• **Exercise instructions**
Transcribe the entries below exactly as they appear.

Referring expression pointing data

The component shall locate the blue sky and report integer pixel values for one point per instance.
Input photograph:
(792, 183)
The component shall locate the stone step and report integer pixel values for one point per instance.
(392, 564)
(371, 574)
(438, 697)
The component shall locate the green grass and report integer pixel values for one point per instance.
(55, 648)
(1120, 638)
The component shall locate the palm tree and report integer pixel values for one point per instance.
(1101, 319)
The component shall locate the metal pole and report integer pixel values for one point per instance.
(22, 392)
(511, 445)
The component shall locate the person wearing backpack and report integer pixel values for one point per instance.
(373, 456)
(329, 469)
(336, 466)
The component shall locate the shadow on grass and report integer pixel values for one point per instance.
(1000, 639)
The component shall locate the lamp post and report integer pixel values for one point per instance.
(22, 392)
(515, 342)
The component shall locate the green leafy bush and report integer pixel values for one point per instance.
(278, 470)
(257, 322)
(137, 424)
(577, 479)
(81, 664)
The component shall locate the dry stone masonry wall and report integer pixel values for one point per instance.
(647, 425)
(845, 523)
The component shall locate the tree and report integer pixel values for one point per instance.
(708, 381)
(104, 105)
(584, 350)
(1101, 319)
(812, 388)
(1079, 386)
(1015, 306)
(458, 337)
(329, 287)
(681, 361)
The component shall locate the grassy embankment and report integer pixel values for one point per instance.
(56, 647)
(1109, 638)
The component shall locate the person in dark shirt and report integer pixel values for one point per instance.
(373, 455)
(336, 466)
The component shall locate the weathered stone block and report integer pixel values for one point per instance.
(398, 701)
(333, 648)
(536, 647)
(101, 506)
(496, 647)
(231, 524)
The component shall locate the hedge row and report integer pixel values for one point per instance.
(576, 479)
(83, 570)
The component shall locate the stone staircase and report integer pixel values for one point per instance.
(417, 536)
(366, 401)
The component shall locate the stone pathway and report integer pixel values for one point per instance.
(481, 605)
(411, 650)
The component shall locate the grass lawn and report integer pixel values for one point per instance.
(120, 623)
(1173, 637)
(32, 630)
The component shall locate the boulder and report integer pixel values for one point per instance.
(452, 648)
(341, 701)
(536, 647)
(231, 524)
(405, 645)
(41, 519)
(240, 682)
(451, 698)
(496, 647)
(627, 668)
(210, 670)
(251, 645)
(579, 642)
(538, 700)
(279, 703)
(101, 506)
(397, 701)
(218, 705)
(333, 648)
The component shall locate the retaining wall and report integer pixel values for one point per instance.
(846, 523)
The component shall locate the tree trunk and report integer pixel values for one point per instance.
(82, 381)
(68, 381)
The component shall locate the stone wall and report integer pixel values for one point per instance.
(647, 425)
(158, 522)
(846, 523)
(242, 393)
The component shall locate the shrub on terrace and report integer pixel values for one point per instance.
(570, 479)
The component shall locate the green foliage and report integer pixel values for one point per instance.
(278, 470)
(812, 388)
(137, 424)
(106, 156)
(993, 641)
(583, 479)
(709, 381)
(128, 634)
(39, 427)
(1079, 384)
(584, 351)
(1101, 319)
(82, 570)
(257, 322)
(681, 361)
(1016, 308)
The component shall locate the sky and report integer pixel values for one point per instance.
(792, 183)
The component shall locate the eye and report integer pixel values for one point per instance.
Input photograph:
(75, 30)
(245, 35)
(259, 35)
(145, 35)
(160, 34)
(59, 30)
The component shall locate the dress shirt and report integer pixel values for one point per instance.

• **Final answer**
The component shall locate the blue sky and report integer pixel values for one point per instance.
Input photograph:
(792, 183)
The component shall locate the stone step and report integer pixel values for one point per instance.
(392, 564)
(371, 574)
(438, 697)
The component shall locate the green grass and report integer pixel values for one point per instance.
(55, 648)
(1120, 638)
The component shall locate the palm tree and report integer pixel values for one point per instance.
(1101, 319)
The component shall locate the metal pole and report integer pixel values for one point per instance.
(22, 392)
(511, 445)
The component shall locate the person wearing backpack and report integer pixel values for one point per instance.
(373, 456)
(329, 469)
(336, 466)
The component shall locate the shadow on grass and report integer pixel values for one point per instance.
(1000, 639)
The component shall locate the lamp post and report integer pixel values for one point per instance.
(22, 392)
(515, 342)
The component shall locate the green leafy bush and report integer pixel values for one point per instance.
(278, 470)
(257, 322)
(137, 424)
(577, 479)
(81, 664)
The component shall locate the dry stone masonry wall and report integer pixel values for one point per instance.
(647, 425)
(845, 523)
The component shall locate the tree and report integer pixel values for one point per instance.
(708, 381)
(104, 105)
(584, 350)
(1101, 319)
(812, 388)
(1079, 386)
(1015, 306)
(458, 337)
(329, 287)
(681, 361)
The component shall locate the grassy embankment and report integer pixel values for one point per instance.
(56, 647)
(1109, 638)
The component shall locate the person in dark shirt and report integer pixel values for one point per instance.
(373, 455)
(336, 466)
The component shall locate the weathered stone block and report integer pixel values for one point per instance.
(398, 701)
(333, 648)
(536, 647)
(101, 506)
(496, 647)
(231, 524)
The component shall locate the hedge row and report integer pixel values for one point per instance.
(576, 479)
(83, 570)
The component shall locate the stone staircase and report integer pixel values for one point per instance.
(417, 536)
(366, 401)
The component shall locate the stone pathway and report integer pixel values for one point per instance.
(481, 605)
(411, 650)
The component shall locate the grass lawn and report integer pixel values for one point per instance.
(120, 623)
(1173, 637)
(32, 630)
The component shall locate the boulder and report integer pixel values for one point per instance.
(452, 648)
(341, 701)
(536, 647)
(231, 524)
(405, 645)
(41, 519)
(240, 682)
(451, 698)
(496, 647)
(627, 668)
(210, 670)
(251, 645)
(579, 642)
(538, 700)
(279, 703)
(101, 506)
(397, 701)
(218, 705)
(333, 648)
The component shall locate the retaining wall and report integer pixel values for one point per instance.
(846, 523)
The component shall locate the tree trunk and report integer pixel values for one point per instance.
(82, 381)
(68, 381)
The component shall locate the stone wall and report integer pixel values for one point per instance.
(647, 425)
(158, 522)
(846, 523)
(242, 393)
The component shall locate the shrub on terrace and report integer pixel values for one point per instance.
(570, 479)
The component shall locate the green foliage and report integer pixel values for one point per instance.
(278, 470)
(812, 388)
(137, 424)
(106, 156)
(993, 641)
(583, 479)
(709, 381)
(128, 634)
(39, 427)
(1079, 384)
(584, 351)
(1101, 319)
(82, 570)
(257, 322)
(681, 361)
(1016, 308)
The component shall locate the sky and report integer pixel values for one point per instance.
(792, 183)
The component shall locate the eye and report integer pixel values for one point per instance.
Input photograph:
(75, 30)
(245, 35)
(259, 35)
(145, 35)
(160, 34)
(59, 30)
The component shall locate the dress shirt and report integer pixel values for one point per instance.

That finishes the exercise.